### [Information supplied]
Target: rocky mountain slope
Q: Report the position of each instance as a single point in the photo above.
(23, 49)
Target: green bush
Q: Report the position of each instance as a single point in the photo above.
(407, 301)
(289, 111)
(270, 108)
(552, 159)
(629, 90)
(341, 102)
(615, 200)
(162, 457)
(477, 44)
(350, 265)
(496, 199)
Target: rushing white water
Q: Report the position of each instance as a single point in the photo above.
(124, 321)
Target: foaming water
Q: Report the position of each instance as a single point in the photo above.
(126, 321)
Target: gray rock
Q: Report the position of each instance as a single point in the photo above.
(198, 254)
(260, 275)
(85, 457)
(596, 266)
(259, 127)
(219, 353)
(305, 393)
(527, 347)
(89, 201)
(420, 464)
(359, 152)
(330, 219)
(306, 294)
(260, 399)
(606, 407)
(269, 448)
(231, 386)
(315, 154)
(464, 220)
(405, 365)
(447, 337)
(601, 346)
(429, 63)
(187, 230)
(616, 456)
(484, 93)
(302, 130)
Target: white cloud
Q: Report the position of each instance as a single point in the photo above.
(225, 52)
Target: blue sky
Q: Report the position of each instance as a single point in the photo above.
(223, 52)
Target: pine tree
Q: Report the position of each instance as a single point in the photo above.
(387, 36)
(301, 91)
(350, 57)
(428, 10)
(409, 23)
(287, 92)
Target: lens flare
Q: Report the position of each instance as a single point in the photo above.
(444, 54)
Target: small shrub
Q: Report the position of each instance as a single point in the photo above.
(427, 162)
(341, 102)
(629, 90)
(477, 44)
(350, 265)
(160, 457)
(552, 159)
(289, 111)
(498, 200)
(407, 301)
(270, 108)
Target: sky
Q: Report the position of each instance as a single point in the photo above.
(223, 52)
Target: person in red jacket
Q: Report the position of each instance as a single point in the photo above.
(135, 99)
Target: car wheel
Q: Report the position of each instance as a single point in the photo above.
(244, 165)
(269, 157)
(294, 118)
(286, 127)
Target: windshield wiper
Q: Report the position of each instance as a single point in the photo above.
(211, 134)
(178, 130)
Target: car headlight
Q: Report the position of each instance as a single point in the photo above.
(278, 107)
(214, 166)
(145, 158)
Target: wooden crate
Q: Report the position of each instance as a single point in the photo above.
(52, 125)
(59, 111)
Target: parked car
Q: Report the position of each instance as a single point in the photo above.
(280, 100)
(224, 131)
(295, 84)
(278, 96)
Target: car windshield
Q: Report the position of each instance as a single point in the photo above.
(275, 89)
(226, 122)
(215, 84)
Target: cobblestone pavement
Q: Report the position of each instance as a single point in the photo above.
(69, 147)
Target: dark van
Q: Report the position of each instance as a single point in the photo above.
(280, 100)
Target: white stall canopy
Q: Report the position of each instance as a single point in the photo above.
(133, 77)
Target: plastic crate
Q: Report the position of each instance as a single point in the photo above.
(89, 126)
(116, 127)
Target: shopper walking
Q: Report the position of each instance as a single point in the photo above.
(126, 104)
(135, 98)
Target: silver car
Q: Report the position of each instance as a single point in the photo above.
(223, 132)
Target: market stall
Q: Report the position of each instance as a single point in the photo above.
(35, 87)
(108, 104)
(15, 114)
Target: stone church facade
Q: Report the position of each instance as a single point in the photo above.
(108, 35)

### [What you need to do]
Lines from the one containing "Target: parked car" through the final line of the entries are the only ones to print, and each must match exactly.

### [Output for this exercise]
Target: parked car
Q: Report the position of each instance as a single point in the photo above.
(280, 100)
(224, 131)
(295, 84)
(278, 96)
Target: car windshield
Q: Report the position of each instance as a single point in the photo above.
(275, 89)
(226, 122)
(215, 84)
Target: cobblestone pavement
Q: Report the position of each instance as a single point in the photo above.
(69, 147)
Target: dark van
Q: Report the position of each instance as a single point in the photo above.
(280, 100)
Target: white stall canopy
Q: Report the position of each instance as a single point in the photo above.
(133, 77)
Target: plastic crate
Q: Report the position of each instance as a single point in the photo above.
(89, 126)
(116, 127)
Target: shopper walking
Q: Report the position of each instance as a single point in the photo above.
(126, 104)
(135, 98)
Target: silver car
Q: Report the position of each instance as a single point in the photo above.
(223, 132)
Target: market stall
Q: Report the position of each instance as a single point in the photo above.
(35, 87)
(108, 104)
(15, 114)
Target: stone church facade
Q: Report the position of each instance as a single point in the photo above.
(108, 35)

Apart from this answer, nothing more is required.